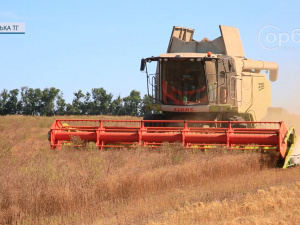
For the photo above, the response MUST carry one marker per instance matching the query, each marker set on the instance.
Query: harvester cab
(206, 95)
(208, 80)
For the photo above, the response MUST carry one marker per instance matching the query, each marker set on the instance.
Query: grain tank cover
(229, 43)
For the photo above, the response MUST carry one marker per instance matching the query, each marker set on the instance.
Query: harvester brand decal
(183, 109)
(261, 86)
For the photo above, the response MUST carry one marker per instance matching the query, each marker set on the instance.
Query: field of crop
(171, 185)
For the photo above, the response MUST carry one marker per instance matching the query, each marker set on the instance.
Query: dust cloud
(275, 114)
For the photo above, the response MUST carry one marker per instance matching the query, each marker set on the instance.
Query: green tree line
(50, 101)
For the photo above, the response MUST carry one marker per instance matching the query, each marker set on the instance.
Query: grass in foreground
(137, 186)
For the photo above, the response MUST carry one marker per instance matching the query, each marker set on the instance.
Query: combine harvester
(206, 95)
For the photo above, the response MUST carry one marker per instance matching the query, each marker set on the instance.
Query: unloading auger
(206, 95)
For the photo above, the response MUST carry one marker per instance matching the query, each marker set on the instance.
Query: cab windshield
(183, 82)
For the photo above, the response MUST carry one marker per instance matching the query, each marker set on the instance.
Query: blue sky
(77, 44)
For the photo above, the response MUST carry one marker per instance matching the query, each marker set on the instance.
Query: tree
(12, 106)
(77, 104)
(116, 107)
(3, 101)
(31, 101)
(48, 96)
(61, 105)
(101, 101)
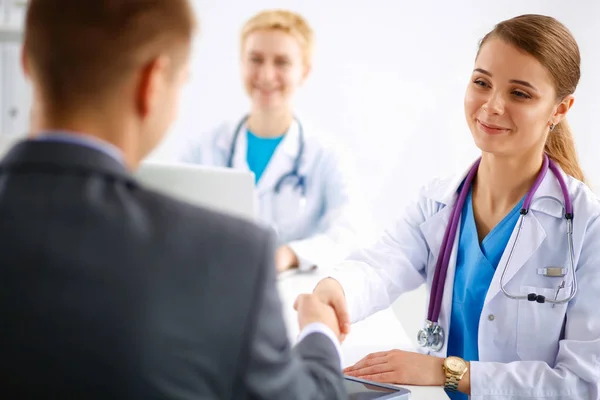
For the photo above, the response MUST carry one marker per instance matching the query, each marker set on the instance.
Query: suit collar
(548, 198)
(49, 155)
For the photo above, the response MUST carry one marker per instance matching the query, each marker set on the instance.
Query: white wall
(389, 79)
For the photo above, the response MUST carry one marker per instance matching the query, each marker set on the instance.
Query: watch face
(455, 365)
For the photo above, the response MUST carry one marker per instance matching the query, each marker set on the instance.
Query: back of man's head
(79, 51)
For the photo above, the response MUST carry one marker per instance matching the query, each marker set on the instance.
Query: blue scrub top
(475, 267)
(260, 151)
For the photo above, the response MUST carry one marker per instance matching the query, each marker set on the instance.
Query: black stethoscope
(293, 174)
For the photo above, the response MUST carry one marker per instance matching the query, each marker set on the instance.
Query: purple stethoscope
(432, 334)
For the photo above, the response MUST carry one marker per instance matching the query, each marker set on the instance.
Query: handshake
(327, 305)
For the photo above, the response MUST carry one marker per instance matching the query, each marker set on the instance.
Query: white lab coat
(334, 220)
(523, 350)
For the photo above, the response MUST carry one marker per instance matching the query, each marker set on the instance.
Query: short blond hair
(285, 21)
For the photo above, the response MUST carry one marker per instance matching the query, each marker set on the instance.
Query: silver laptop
(223, 189)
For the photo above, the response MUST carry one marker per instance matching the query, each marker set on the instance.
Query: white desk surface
(379, 332)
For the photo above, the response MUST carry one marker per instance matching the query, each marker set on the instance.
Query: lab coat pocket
(540, 325)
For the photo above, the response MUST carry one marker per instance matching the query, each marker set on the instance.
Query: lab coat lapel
(531, 236)
(224, 144)
(445, 193)
(282, 161)
(433, 231)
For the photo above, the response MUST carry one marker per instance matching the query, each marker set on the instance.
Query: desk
(379, 332)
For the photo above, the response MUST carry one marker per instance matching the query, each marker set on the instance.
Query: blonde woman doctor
(509, 250)
(303, 178)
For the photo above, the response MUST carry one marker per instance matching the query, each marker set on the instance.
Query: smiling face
(511, 101)
(273, 67)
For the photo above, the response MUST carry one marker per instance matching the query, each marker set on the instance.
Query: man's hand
(311, 309)
(330, 292)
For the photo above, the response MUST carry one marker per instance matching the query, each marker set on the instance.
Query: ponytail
(560, 147)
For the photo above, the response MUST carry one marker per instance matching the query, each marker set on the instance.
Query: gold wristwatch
(454, 368)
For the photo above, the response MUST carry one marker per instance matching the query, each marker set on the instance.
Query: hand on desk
(400, 367)
(311, 309)
(331, 293)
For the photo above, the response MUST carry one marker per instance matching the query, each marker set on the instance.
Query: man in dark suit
(109, 290)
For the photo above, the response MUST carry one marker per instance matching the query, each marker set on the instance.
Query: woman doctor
(514, 321)
(303, 178)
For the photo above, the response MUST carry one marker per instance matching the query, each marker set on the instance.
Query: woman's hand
(400, 368)
(330, 292)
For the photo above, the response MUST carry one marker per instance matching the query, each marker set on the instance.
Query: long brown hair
(553, 45)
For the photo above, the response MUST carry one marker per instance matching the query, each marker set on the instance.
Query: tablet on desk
(360, 389)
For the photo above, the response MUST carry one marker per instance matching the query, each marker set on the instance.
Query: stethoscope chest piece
(431, 336)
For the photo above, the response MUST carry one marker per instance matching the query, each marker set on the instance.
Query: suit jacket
(112, 291)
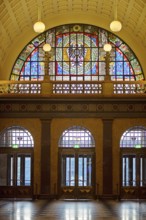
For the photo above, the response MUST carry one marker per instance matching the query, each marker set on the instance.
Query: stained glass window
(78, 55)
(134, 137)
(16, 137)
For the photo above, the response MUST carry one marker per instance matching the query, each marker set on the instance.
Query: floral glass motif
(78, 55)
(134, 137)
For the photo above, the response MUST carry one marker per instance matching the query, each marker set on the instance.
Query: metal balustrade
(76, 87)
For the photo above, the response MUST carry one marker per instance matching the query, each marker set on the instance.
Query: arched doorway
(133, 163)
(16, 159)
(76, 164)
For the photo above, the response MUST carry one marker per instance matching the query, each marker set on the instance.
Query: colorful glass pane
(77, 54)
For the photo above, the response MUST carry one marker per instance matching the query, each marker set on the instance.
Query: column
(107, 157)
(45, 156)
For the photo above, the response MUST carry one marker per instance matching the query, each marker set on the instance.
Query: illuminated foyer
(67, 130)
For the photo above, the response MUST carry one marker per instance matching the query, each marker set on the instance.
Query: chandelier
(115, 25)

=====

== WHAT THE TASK REQUIRES ==
In copying the material, drop all pictures and keep everything else identical.

== RESPONSE TO THIS TASK ==
For the photo above, the response MUST carry one marker per instance matching the query, each marker set on the instance.
Query: harvester cab
(206, 95)
(208, 80)
For the photo above, the response MUST carry one marker per instance matching the query, each marker set on the instance.
Query: grain tank cover
(229, 43)
For the photo above, the response MUST carry one marker per instance matching the query, each marker set on the instance.
Query: harvester brand decal
(183, 109)
(261, 86)
For the photo above, the response MUST carry one marker per instance matching the query, each marker set on the instance.
Query: field of crop
(171, 185)
For the photo above, the response MUST carry one marker per instance matching the query, each marker set on the instance.
Query: dust cloud
(275, 114)
For the photo above, the response MUST carry one marker per instance matching the query, each marker set on the instance.
Query: green tree line
(50, 101)
For the photo above, the response MUST carry one marker per instance matching the query, each marker set on the instance.
Query: grass in foreground
(137, 186)
For the photo above, the response MUST carry one marker per instance matching the query, each marker set on the instance.
Query: combine harvester
(206, 95)
For the photo above, the response MUST carry one marker per instance matching the query, each marker set on the instance.
Query: unloading auger
(206, 95)
For the photo above, the response MUST carry one marker per instance matching the query, each marker set on the instance.
Query: cab windshield
(183, 82)
For the photo above, the response MUST carry one marker per instance matching the query, each marker set on the instance.
Query: blue sky
(77, 44)
For the photo above, the response MUST carry one marker per instance matching the query, each marker set on the instance.
Query: tree
(12, 106)
(77, 104)
(116, 107)
(3, 101)
(31, 101)
(48, 96)
(61, 105)
(101, 101)
For the photo above, the response MUST carry one marker per instance matching the query, each marker set on the instance.
Query: suit collar
(548, 198)
(49, 155)
For the photo above, the response MUST carry one marker per instance matching the query, each marker set on the instance.
Query: white wall
(389, 79)
For the photo above, the response MUST carry one marker per instance matching the query, each marker set on the instance.
Query: watch face
(455, 365)
For the photo above, the response MUST carry one marker per instance matching the query, each marker set on the instance.
Query: back of man's head
(79, 51)
For the photo above, the response MUST carry one marker per instance matching the query, each marker set on the instance.
Query: blue scrub top
(475, 267)
(260, 151)
For the photo above, the response MUST carry one marker per instance matching the query, each marker set on the instance.
Query: black stethoscope
(293, 174)
For the photo above, the response MUST carry one marker per instance matching the query, each marker set on the instance.
Query: purple stethoscope
(432, 334)
For the photo above, the response MUST carry one marker per instance matching the query, each marker set on the instance.
Query: handshake
(327, 305)
For the photo above, the response MUST carry one marker per instance matching the query, each marker set on the instance.
Query: white lab coat
(334, 220)
(523, 350)
For the photo above, the response MUST carry one marker per instance matching the query, each marker set on the instance.
Query: short blond hair
(285, 21)
For the photo above, the response MUST carry one marker per instance matching the query, each marker set on the instance.
Query: silver laptop
(223, 189)
For the photo above, the response MUST carry one marker per instance matching the query, each marker set on the instance.
Query: white desk surface
(379, 332)
For the photo above, the response MUST carry one marker per instance matching the query, each marker set on the instance.
Query: lab coat pocket
(540, 325)
For the photo above, the response MUST carry one marker per instance matching the query, each marker set on the instance.
Query: lab coat lapel
(531, 236)
(224, 144)
(445, 193)
(282, 161)
(433, 231)
For the photo above, the response MUST carry one marker per instance matching the query, each marker set on the instance.
Query: desk
(379, 332)
For the photo above, the response MUST carry one marker per instance matching the query, each marker set on the instance.
Query: blonde woman doctor
(509, 250)
(303, 178)
For the photo above, the response MUST carry one marker per instance matching the query, each marker set on the instance.
Query: smiling face
(511, 101)
(273, 67)
For the photo above, the response MUST carry one marker per instance matching the query, each marker set on the instance.
Query: man's hand
(311, 309)
(330, 292)
For the photo above, the response MUST carry one marker per instance matching the query, each marker set on the instance.
Query: ponytail
(560, 147)
For the photo above, the response MUST carry one marker per instance matching the query, each marker set on the instance.
Query: gold wristwatch
(454, 368)
For the photo above, the response MUST carry one marker per instance matching the query, each marker set on the instance.
Query: hand on desk
(400, 367)
(311, 309)
(331, 293)
For the photo above, the response MUST carry one marker per instance matching the query, each marker set on the instance.
Query: man in dark suit
(109, 290)
For the photo above, the response MUST carry one marker per instance matching the query, each marker set on the instance.
Query: woman doctor
(514, 321)
(303, 178)
For the photo above, the response MUST carry one marker per instance matching the query, each marker set on the instance.
Query: woman's hand
(400, 368)
(330, 292)
For the photo above, the response MUST carry one marker per instance matching the query, each marker set on the instance.
Query: long brown hair
(553, 45)
For the photo above, the response MUST carry one marker per instance matching the query, each marker set on the instance.
Query: tablet on desk
(360, 389)
For the photo above, the response MUST carry one marker per instance matching the query, each marker set on the instance.
Query: stethoscope chest piece
(431, 336)
For the photo above, the response MUST carry one marker per instance matching the query, each marker set on the instance.
Query: suit jacket
(112, 291)
For the photo above, the response MUST carry one marker per instance matching the query, each marker set on the instance.
Query: stained glass window
(78, 55)
(134, 137)
(16, 137)
For the photo above, the response MUST carry one marker per instance matching the query, each marker set on the instance.
Query: floral glass motif
(78, 55)
(134, 137)
For the photo above, the response MUST carry one marker per instance matching the query, each marker set on the instance.
Query: metal balustrade
(76, 87)
For the photo above, the response MUST carry one marker per instance matching the query, each marker set on the instance.
Query: arched doorway
(133, 163)
(16, 159)
(76, 164)
For the photo above, the response MUST carry one marker per instance matching the query, each marker set on the instance.
Query: colorful glass pane
(77, 54)
For the photo above, the response MUST carry one marker per instance matching the query, each marker set on the instance.
Query: column
(107, 157)
(45, 156)
For the photo above, the response MUST carry one marker per instance matching the query, each marker set on the instance.
Query: illuminated foyer
(67, 130)
For the photo above, the response MUST carry one marker per instance matching the query, each marker set on the instance.
Query: chandelier
(115, 25)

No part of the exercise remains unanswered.